Brief - Carry the Kia Sorento review forward from its last sentence.
### Supplied text ###
After striking gold with the Telluride, Kia has doubled down on the three-row SUV segment with the redesigned Sorento. While it might not bring the same level of near-luxury refinement that has made the Telluride a smash hit, the slightly smaller Sorento arrives as a compelling option for those who value a more maneuverable family crossover.
Look and Feel
With all due respect to the more jelly-bean-inspired styling of Kia’s last-generation Sorento, the new one is a huge step forward. The new car is a very handsome crossover SUV. It loses the bubbly design of the outgoing model and swaps in a more athletic, muscular silhouette. Our Sorento test car wore SX Prestige trim with the X-Line package, complete with roof rails and a shark fin antenna to complement the rear roof spoiler.
At the front, Kia’s tiger-nose grille is more expansive than before, with a more noticeable curve toward the car’s front corners. Its bottom edge carves up toward the headlights, which are accented along their bases by the Sorento’s running lights. The headlights squint, but they’re not comically small. Along the side, a silver accent between the front fender and the door keeps things interesting. With the 2021 Sorento, Kia has grasped the visual zeitgeist of SUV styling—at least in America—and leaned in just enough. It’s not absurdly macho, but it definitely looks prepared for the great outdoors.
Headed toward the rear of the vehicle, the long, pointed rear edge of the side window results in a large D-pillar that looks like a blind spot just waiting to be cursed. But it’s a sacrifice worth making in the name of style.
The taillights are beautiful vertical rectangles, two on each side. They look more cohesive than what Kia has introduced on the 2022 Tucson—it’s hard to envision those aging well. Contrarily, the new Sorento looks more cautiously modern; we’re not as worried about it aging poorly.
The interior is filled with high-value, desirable features, too.
First, all Sorento’s get heated outside mirrors—yeah, we know those are outside, but you’ll be using them when you’re sitting inside. You’ll also find second-row air vents, Apple CarPlay, Android Auto, Bluetooth connectivity, and keyless entry across the lineup.
The base LX trim level offers six-way adjustment for the driver, which is a little weak, but manageable. The good news is that all other trims offer 10-way driver’s seat adjustment with power lumbar support. The front passenger is in a tougher spot: Kia offers only 4-way adjustment on the LX, S, and mid-level EX trim and 8-way on the more expensive Sorento SX and SX Prestige. You need the X-Line package on the top-tier SX Prestige before your co-pilot can enjoy the same 10-way with lumbar as the driver.
More democratically, heated seats are available on all but the LX trim, while ventilation is reserved for the SX Prestige with the X-Line package.
### Records supplied ###
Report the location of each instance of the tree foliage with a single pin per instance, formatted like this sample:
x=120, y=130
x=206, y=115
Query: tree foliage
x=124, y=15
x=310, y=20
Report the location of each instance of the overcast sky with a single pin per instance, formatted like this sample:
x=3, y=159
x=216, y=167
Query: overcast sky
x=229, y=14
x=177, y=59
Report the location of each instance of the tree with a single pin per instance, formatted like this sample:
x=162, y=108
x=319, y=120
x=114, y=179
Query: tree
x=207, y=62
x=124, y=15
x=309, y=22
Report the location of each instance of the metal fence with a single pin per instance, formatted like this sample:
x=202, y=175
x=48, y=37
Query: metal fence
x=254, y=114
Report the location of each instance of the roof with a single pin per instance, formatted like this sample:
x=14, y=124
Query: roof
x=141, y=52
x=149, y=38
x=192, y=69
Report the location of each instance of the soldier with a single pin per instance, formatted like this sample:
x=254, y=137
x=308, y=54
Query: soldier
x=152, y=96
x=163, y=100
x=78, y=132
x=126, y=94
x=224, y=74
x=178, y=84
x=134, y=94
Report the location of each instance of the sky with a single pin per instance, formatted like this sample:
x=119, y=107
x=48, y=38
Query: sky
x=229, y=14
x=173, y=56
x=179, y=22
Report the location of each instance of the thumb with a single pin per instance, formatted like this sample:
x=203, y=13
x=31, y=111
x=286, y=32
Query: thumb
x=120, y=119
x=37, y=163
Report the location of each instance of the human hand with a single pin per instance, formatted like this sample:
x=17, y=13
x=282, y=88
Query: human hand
###
### Records supplied ###
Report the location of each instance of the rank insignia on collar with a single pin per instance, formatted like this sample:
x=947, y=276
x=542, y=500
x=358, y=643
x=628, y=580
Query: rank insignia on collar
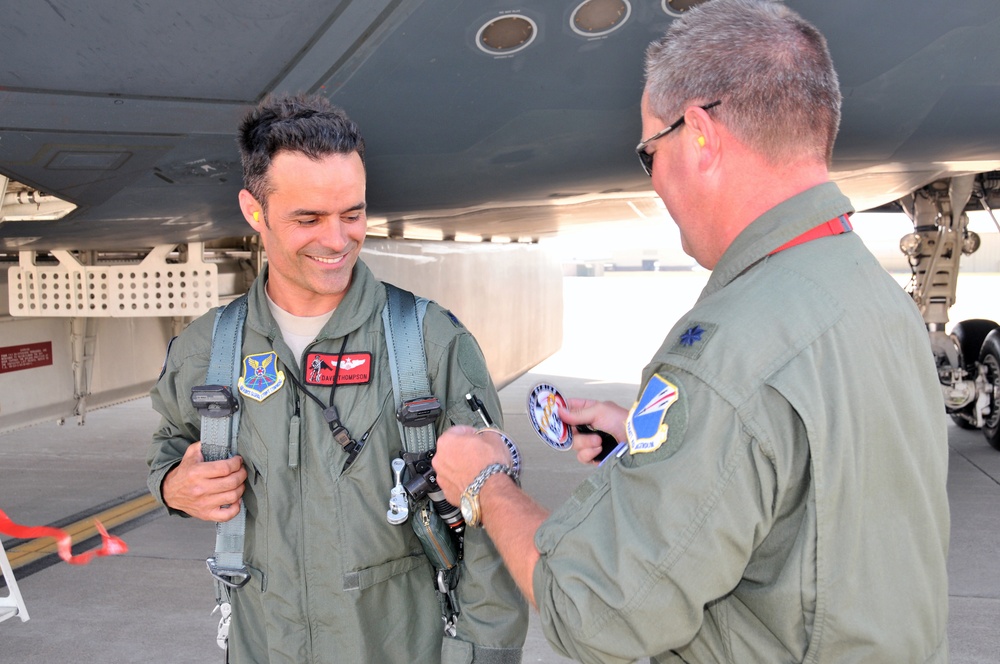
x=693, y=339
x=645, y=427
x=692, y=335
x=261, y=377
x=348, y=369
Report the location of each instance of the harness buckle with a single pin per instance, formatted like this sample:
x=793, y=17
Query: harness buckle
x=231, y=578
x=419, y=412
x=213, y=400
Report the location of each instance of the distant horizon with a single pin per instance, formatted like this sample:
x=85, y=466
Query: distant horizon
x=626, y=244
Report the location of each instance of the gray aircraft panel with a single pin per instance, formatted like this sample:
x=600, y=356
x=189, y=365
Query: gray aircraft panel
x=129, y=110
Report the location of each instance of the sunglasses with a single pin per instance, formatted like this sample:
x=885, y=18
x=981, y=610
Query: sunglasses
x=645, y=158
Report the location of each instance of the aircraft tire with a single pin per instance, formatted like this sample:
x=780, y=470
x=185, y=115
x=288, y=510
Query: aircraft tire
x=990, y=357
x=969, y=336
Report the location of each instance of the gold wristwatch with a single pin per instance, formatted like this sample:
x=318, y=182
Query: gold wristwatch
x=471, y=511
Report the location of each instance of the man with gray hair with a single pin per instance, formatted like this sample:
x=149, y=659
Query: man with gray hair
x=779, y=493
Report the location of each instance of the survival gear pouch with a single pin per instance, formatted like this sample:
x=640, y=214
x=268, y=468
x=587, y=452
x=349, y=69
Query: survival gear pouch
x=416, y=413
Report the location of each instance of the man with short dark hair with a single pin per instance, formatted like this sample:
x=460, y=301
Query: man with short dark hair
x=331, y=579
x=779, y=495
###
Task response -
Exterior visibility is fantastic. The Sorento’s big windows and windshield don’t have many blind spots—despite those large D-pillars—and the panoramic sunroof on our test vehicle let in plenty of light. In fact, as we tested the car along a 2,100-mile road trip through the American Southeast, we occasionally felt the big sunroof let in a bit too much hot sunlight.
Finally, cloth upholstery comes standard on LX trim, S through SX trims get leatherette, and the SX Prestige gets real perforated leather good enough to far exceed our expectations. Soft, supple, and compliant, all we wanted was a little more thigh support. These seats are very comfortable.
Kia equips the 2021 Sorento with a small range of small powertrains. Most common will be the naturally aspirated 2.5-liter four-cylinder powering the LX, and S trims. With 191 horsepower and 181 lb-ft of torque routed through a traditional eight-speed automatic transmission to either front-wheel drive (FWD) or all-wheel drive (AWD), it doesn’t appear too compelling on paper. To be fair, however, this was not the engine we tested.
Our test car was equipped with Kia’s turbocharged 2.5-liter four-cylinder, and oh what a difference that turbocharger makes. 281 horsepower and 311 lb-ft of torque run through an eight-speed dual-clutch transmission (DCT) with a wet clutch to all-wheel drive had us hustling down the interstate with very few concerns related to merging, cruising, or passing power.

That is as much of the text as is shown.